-- What the task requires --
Switch "white cloud" to "storm cloud" in the part of the records that opens at their start and closes with the line containing "83 96 L 101". Reproduce that part with nothing else altered.

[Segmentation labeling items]
[start]

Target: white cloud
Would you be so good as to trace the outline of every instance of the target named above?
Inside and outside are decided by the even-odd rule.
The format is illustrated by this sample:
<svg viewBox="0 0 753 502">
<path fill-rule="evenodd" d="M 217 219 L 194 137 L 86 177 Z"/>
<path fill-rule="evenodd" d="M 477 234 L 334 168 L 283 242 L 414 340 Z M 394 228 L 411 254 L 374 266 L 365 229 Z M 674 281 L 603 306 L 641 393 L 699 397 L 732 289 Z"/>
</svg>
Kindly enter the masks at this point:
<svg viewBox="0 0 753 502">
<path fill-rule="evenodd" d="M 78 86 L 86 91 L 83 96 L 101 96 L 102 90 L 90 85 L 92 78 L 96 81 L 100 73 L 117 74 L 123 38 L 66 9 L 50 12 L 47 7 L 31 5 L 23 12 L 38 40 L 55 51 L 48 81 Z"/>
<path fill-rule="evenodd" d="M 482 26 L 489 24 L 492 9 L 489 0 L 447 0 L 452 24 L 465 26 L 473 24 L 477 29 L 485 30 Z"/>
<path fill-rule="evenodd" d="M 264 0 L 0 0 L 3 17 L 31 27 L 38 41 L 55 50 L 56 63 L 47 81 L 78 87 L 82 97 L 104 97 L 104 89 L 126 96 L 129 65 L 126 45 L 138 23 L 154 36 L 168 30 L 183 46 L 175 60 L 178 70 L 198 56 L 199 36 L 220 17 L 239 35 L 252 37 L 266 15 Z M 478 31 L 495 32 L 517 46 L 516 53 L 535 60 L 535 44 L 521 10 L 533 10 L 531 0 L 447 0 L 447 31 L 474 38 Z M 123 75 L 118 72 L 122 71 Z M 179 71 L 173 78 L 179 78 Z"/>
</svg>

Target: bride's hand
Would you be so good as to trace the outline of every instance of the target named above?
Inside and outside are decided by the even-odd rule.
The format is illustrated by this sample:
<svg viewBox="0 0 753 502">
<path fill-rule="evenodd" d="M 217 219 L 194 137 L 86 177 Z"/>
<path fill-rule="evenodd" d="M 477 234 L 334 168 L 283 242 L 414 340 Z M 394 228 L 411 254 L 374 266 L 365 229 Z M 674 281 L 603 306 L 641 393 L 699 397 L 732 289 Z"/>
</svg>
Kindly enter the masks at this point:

[end]

-- Response --
Target: storm cloud
Would you be so good as to trace the outline of every instance of the target named above?
Inside and outside are decided by the even-odd rule.
The format is illustrated by this sample:
<svg viewBox="0 0 753 502">
<path fill-rule="evenodd" d="M 217 219 L 194 137 L 86 177 Z"/>
<path fill-rule="evenodd" d="M 477 234 L 334 168 L 283 242 L 414 340 Z M 394 228 L 411 254 L 374 266 L 365 229 Z M 674 281 L 603 306 L 641 393 L 699 397 L 732 289 Z"/>
</svg>
Kindly enter the masks at this point:
<svg viewBox="0 0 753 502">
<path fill-rule="evenodd" d="M 78 86 L 86 91 L 83 96 L 101 96 L 102 90 L 90 85 L 92 78 L 96 81 L 100 73 L 117 74 L 123 38 L 66 9 L 50 12 L 47 7 L 31 5 L 23 12 L 38 40 L 55 51 L 48 81 Z"/>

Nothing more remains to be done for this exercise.